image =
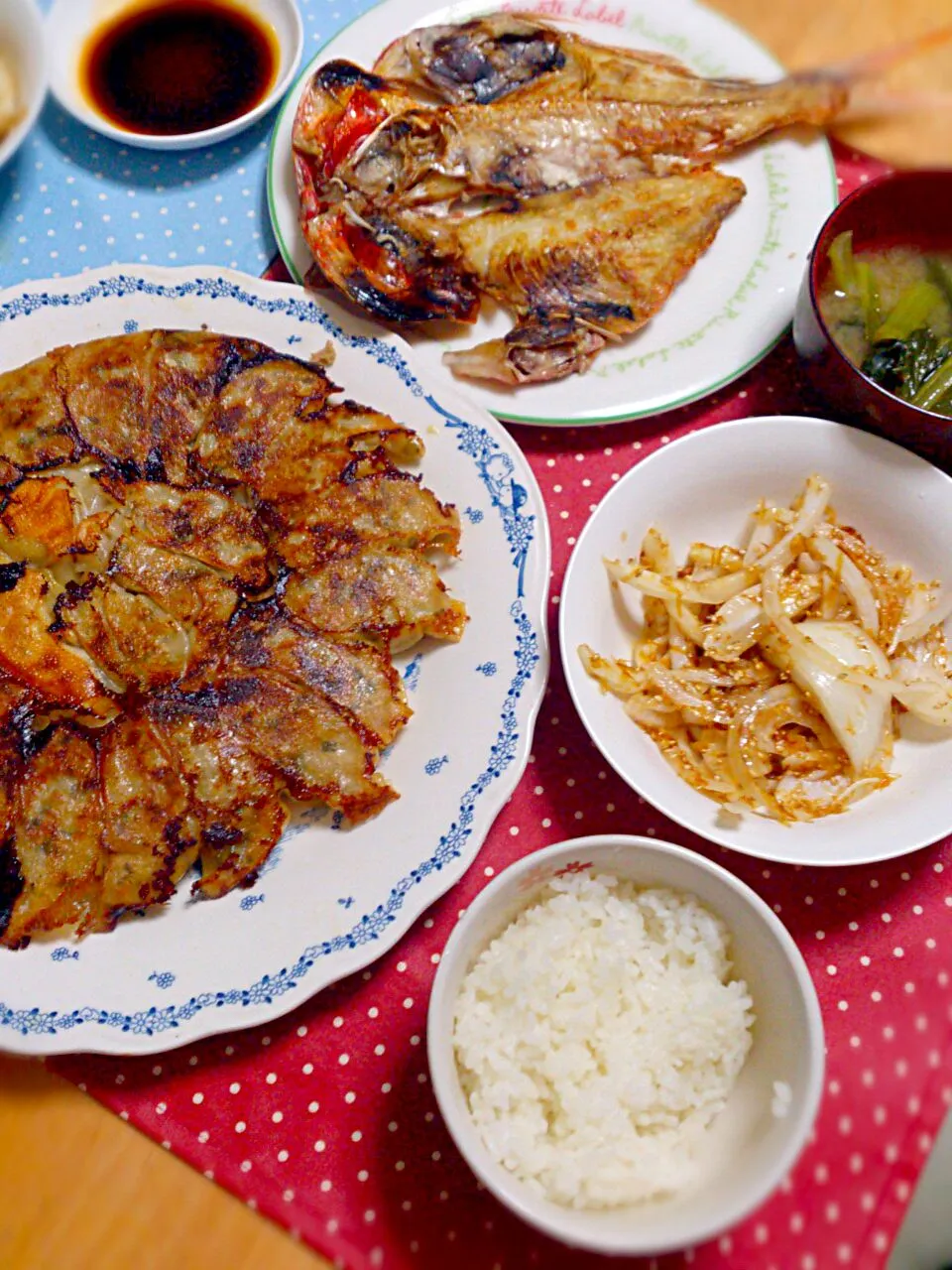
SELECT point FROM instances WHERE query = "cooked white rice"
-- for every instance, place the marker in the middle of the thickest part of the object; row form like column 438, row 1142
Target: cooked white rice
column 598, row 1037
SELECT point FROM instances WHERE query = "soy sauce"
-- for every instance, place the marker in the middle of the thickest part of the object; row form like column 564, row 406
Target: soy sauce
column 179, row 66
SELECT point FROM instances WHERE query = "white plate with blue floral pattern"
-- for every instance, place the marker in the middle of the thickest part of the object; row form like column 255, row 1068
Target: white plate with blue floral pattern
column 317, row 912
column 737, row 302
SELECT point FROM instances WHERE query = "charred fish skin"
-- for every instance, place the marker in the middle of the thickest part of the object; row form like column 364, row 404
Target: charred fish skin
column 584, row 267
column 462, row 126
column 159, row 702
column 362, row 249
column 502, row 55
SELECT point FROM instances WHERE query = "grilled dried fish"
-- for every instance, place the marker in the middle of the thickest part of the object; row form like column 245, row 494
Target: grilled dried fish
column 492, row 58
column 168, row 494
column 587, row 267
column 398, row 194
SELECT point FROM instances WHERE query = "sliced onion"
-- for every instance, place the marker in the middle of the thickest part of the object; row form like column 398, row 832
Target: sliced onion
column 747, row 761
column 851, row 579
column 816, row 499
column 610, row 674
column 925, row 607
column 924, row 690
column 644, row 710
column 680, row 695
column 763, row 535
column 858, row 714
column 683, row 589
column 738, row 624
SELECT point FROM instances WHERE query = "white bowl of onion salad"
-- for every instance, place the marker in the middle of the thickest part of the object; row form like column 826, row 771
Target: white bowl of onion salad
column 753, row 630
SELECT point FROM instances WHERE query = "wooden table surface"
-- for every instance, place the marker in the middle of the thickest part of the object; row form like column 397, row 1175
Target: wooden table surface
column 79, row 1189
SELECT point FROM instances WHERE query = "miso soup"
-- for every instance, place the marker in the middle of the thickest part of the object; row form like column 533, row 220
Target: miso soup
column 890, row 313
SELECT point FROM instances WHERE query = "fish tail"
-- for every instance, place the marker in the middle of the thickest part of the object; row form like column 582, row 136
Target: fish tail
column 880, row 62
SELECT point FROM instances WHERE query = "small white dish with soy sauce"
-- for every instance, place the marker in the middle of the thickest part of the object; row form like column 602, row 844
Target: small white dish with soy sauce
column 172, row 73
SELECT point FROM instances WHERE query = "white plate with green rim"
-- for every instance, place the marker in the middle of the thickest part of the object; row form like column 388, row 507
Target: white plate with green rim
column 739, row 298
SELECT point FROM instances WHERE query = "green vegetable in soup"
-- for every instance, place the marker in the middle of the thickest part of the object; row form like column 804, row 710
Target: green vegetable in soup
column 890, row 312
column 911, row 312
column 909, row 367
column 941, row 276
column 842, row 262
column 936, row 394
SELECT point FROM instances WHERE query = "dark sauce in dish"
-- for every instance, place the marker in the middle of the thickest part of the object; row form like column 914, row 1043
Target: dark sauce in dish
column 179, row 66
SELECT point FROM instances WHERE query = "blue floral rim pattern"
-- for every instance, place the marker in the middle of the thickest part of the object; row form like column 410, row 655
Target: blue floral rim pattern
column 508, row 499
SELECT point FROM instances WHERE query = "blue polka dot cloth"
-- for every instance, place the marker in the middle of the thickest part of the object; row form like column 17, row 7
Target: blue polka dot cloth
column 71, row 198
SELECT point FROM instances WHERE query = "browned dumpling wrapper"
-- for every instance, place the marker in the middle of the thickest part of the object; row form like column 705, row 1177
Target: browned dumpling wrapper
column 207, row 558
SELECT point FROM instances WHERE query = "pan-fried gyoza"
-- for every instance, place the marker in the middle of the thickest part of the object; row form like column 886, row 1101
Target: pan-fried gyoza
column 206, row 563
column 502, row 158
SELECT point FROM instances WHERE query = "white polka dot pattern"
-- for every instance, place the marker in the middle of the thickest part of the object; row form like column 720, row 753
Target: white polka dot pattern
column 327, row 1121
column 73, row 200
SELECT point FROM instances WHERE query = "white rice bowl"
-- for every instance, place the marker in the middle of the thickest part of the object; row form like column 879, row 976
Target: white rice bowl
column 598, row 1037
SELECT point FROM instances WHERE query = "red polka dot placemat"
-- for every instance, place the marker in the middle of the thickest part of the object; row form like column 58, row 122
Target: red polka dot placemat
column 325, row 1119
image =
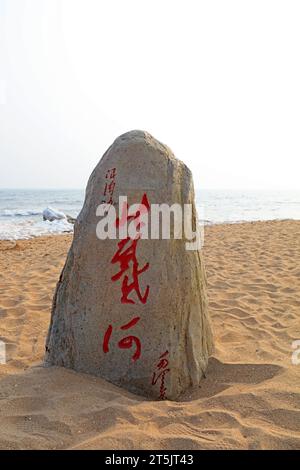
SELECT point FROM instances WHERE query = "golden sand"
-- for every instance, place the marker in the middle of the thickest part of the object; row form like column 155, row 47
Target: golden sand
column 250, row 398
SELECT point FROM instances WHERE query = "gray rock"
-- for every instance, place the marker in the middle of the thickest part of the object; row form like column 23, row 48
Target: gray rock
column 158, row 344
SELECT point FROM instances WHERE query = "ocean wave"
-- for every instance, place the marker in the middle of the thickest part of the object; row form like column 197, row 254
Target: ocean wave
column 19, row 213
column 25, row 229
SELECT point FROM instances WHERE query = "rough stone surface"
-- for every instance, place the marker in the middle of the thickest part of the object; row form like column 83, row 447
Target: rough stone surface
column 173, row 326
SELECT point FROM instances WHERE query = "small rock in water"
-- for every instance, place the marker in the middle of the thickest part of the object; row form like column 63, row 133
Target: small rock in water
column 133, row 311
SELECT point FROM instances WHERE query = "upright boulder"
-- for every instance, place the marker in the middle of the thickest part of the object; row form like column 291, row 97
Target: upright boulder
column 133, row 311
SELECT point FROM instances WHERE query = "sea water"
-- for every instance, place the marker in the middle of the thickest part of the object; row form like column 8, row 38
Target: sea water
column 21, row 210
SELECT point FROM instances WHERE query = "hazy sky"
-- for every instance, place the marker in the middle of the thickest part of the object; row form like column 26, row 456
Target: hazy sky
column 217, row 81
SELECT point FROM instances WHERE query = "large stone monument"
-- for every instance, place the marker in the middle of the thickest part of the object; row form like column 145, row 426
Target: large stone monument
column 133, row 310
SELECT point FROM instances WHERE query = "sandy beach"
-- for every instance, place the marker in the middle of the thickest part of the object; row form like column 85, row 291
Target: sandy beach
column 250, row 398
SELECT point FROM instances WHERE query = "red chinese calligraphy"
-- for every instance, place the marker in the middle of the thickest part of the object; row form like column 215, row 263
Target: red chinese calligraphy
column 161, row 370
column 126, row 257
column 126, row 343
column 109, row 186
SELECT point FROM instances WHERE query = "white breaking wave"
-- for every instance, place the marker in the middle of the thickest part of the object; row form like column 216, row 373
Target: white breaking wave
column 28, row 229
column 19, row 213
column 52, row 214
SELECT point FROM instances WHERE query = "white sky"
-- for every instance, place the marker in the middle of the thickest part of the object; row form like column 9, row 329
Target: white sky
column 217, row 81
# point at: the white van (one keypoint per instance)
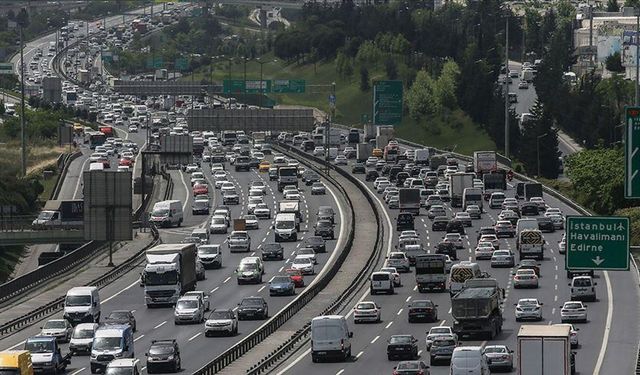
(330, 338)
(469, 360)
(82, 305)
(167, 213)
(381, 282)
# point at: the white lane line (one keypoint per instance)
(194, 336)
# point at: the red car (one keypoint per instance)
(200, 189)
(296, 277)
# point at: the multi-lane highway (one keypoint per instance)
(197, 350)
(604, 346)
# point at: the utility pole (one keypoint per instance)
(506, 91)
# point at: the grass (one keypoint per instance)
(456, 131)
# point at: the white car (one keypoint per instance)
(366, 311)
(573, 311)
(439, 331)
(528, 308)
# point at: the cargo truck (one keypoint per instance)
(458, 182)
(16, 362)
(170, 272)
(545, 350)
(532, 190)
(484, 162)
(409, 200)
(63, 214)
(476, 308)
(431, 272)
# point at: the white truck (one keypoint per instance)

● **YOUR OBJECTIVE**:
All of the entries above should be copied exactly, except for the pictures.

● **RESULT**:
image =
SELECT point FROM instances WHERE query = "cooked white rice"
-- for every instance, place the marker in the middle of the thickest part of the object; row form like column 438, row 1142
Target: cooked white rice
column 598, row 1037
SELECT point FROM instances WHERE query = "soy sauce"
-- for every instance, place the marker in the middle of the thickest part of the object; row form like column 564, row 406
Target: soy sauce
column 179, row 66
SELECT point FROM instances WHERE query = "white plate with blue floral pattern"
-- for every instance, place the marker in the middle of the thickest part of the object; row form like column 255, row 1068
Target: white plate with blue floral pattern
column 317, row 912
column 737, row 302
SELECT point FROM instances WHERE query = "charred fish skin"
-- for every instance, place the marker in the middle of the thickest part of the object; row form like column 364, row 404
Target: charred fish skin
column 584, row 267
column 462, row 126
column 159, row 702
column 362, row 249
column 502, row 55
SELECT point FROM instances WHERE query = "grilled dried fish"
-- for every instance, place the marker in the middle of the thickest part of the object; row form like column 245, row 494
Target: grilled dried fish
column 492, row 58
column 168, row 494
column 587, row 267
column 398, row 194
SELECT point FROM instances WHERE query = "sliced onion"
-- for every instance, place the marker in the middle of the thickest part of the object; row form like column 398, row 832
Target: sliced onion
column 747, row 761
column 851, row 579
column 816, row 499
column 610, row 674
column 925, row 607
column 924, row 690
column 644, row 710
column 680, row 695
column 763, row 535
column 858, row 714
column 683, row 589
column 738, row 624
SELECT point FROM instances WHERE query = "white bowl of onion salad"
-- for every instance, place the marker in the middle of the thickest part of the object; row form like column 826, row 771
Target: white bowl of onion salad
column 753, row 630
SELECT point FROM instances WHERE query = "wooden table surface"
-- for every instance, place the marker in the middle of the thickest part of the object; row form like column 397, row 1175
Target: wooden table surface
column 79, row 1189
SELECT point FROM instances WHERE query = "miso soup"
-- for every instance, place the marker in the middle of the thickest part of the object; row form like column 533, row 220
Target: miso soup
column 890, row 313
SELECT point FROM instances WHERE query = "fish tail"
-- for every instance, place the marker in the middle of the thickest part of the object; row form like column 582, row 136
Target: fish tail
column 880, row 62
SELECT point FROM instances WHERE query = "small white dish with soy sauce"
-- for every instance, place the marker in the middle of the thickest part of the object; row form like column 602, row 844
Target: small white dish with soy sauce
column 172, row 73
SELECT point FROM instances WHERE query = "white plate with green rim"
-- for every instance, place the marker in the middle of the thickest part of the object; row form like column 388, row 507
Target: white plate with green rim
column 739, row 298
SELECT point FROM instances WHERE query = "green vegetable in soup"
-- for every instance, place the marker in the middle of the thickest part of the object; row form like column 804, row 710
Target: green vegetable in soup
column 890, row 312
column 911, row 312
column 909, row 367
column 941, row 276
column 842, row 262
column 936, row 394
SELECT point FROM instances WHERE query = "dark sauce in dish"
-- for every instance, place the marker in the middle of the thickest part of the object; row form like column 914, row 1043
Target: dark sauce in dish
column 179, row 66
SELECT point FROM instances WHERE query = "blue floral rim pattern"
-- for every instance, place the marker in the middle of the thickest part of the object; row form like column 410, row 655
Target: blue floral rim pattern
column 508, row 499
SELECT point FROM instances WHERE query = "blue polka dot cloth"
-- for every instance, place the marker in the middle of the thickest part of the object; row form like column 17, row 7
Target: blue polka dot cloth
column 71, row 198
SELECT point FROM instances WHERE query = "browned dumpling wrapper"
-- for every instance, place the marker in the middle of the thickest part of the object; row form like column 705, row 1177
Target: browned dumpling wrapper
column 207, row 558
SELECT point FROM instances WHERE query = "pan-fried gyoza"
-- for every instance, place the marker in the middle of the thickest part of the object; row form like column 886, row 1101
Target: pan-fried gyoza
column 206, row 563
column 502, row 158
SELECT point FROM instances WHERE query = "white polka dot pattern"
-- for every instance, place the marker in the middle of the thickest part of the object; row form like column 720, row 753
Target: white polka dot pattern
column 327, row 1121
column 73, row 200
SELECT point FROM instances WHERE query = "white rice bowl"
-- for every instance, place the marker in the middle of the thickest part of the object; row form like column 879, row 976
Target: white rice bowl
column 598, row 1037
SELECT point FROM instances WHERE query = "red polka dot placemat"
-- for every instance, place the marker in the middle of the thickest part of the object; row form like column 58, row 122
Target: red polka dot placemat
column 325, row 1119
image =
SELECT point FROM instances WHERE query = "golden sand"
-- for every instance, place the marker in the middle of the thickest part of the object; row form like column 155, row 47
Target: golden sand
column 250, row 398
SELECT point FROM instances WHERE query = "gray rock"
-- for every instance, place the marker in the middle of the thickest part of the object; row form like column 23, row 48
Target: gray rock
column 158, row 344
SELECT point FROM instances WHERE query = "ocean wave"
-- for every instance, place the marker in the middle of the thickest part of the object; row form like column 197, row 254
Target: ocean wave
column 19, row 213
column 25, row 229
SELECT point FROM instances WHERE query = "rough stone surface"
-- for every instance, place the marker in the middle of the thickest part of the object; row form like column 83, row 447
Target: rough stone surface
column 173, row 326
SELECT point FROM instances WHERE query = "small rock in water"
-- for every instance, place the marker in the middle of the thickest part of the object; row form like column 63, row 133
Target: small rock in water
column 133, row 311
SELECT point FROM instances WHERE query = "upright boulder"
-- for every instance, place the marker in the middle of the thickest part of the object; row form like column 291, row 97
Target: upright boulder
column 133, row 311
SELECT point FROM instances WHERE query = "sea water"
-- for every instance, place the marker in the middle of the thickest part of the object; row form like column 8, row 38
Target: sea water
column 21, row 210
SELECT point FROM instances WHERE query = "hazy sky"
-- for every instance, place the marker in the middle of the thickest part of the object; row form like column 26, row 456
Target: hazy sky
column 217, row 81
SELECT point FROM instances WHERE query = "large stone monument"
-- for every instance, place the marker in the middle of the thickest part of the object; row form like column 145, row 426
Target: large stone monument
column 133, row 310
SELECT point FROM instances WHERE query = "sandy beach"
-- for every instance, place the marker in the middle of the thickest part of the object; row form like column 85, row 291
Target: sandy beach
column 250, row 398
SELECT point FROM instances WHERE query = "red chinese calligraphy"
-- for every instance, place the marker in the middle of the thickest part of the object; row form like column 215, row 263
Target: red chinese calligraphy
column 161, row 370
column 126, row 257
column 126, row 343
column 109, row 186
SELECT point FROM instances WHERE query = "white breaking wave"
-- for every instance, place the marker in the middle of the thickest part of the object; row form like column 216, row 373
Target: white breaking wave
column 28, row 229
column 19, row 213
column 52, row 214
SELECT point FROM instances WHERE query = "white sky"
-- for every instance, place the marker in the middle of the thickest part of the object; row form like column 9, row 329
Target: white sky
column 217, row 81
# point at: the white van (one keypoint per instance)
(330, 338)
(469, 360)
(82, 305)
(167, 213)
(381, 282)
# point at: the white lane line (one keypoint per instance)
(194, 336)
# point at: the red car (one keypoint per instance)
(200, 189)
(296, 277)
# point at: the multi-lane highway (one keypoint per instance)
(197, 350)
(604, 346)
# point at: the utility pole (one keypoint per instance)
(506, 91)
# point at: the grass (one keypoint per instance)
(456, 131)
# point at: the white car (one keypoint per instance)
(366, 311)
(573, 311)
(439, 331)
(528, 308)
# point at: the cargo truck (one keypoint per instance)
(458, 182)
(16, 362)
(170, 272)
(545, 350)
(532, 190)
(484, 162)
(409, 200)
(63, 214)
(476, 308)
(431, 272)
# point at: the white truck (one keypoint per instance)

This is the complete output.